**Exercise brief:** Find and return every line of the data that contains the word "handle".

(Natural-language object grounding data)
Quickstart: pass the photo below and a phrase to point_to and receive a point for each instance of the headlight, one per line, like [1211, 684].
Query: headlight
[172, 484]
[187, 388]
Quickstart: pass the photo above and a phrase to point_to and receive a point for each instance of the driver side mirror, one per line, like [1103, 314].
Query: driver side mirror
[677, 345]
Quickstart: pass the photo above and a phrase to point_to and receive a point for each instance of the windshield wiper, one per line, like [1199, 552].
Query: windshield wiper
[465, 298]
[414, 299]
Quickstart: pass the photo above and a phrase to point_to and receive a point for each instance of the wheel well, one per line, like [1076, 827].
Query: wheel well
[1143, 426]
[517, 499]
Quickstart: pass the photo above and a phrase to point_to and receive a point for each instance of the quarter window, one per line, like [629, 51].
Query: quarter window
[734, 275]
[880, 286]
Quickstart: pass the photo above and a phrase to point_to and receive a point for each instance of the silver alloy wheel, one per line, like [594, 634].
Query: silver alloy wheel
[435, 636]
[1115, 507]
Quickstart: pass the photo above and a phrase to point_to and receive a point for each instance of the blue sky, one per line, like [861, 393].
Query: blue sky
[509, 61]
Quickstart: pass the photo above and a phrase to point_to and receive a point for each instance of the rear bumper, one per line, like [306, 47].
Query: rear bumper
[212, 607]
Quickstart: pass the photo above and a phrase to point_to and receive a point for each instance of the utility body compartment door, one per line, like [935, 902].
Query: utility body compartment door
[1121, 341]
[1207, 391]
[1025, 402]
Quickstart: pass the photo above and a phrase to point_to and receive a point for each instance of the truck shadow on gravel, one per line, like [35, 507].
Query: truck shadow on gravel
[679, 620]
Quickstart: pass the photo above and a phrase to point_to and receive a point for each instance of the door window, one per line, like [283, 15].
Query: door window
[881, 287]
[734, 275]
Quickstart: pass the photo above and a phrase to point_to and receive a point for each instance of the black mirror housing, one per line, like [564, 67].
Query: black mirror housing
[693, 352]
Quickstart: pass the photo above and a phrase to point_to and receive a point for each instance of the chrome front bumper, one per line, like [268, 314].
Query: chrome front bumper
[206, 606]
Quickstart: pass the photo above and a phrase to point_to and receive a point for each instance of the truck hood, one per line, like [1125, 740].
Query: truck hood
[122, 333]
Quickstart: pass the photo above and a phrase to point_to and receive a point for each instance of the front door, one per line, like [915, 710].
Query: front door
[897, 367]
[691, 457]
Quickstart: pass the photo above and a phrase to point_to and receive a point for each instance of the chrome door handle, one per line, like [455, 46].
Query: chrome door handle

**Answer to the exercise:**
Quickstart: pass the photo above and a phrase to point_to and receive a point for each instance of the chrome door handle, one per line, like [455, 46].
Query: chrome door handle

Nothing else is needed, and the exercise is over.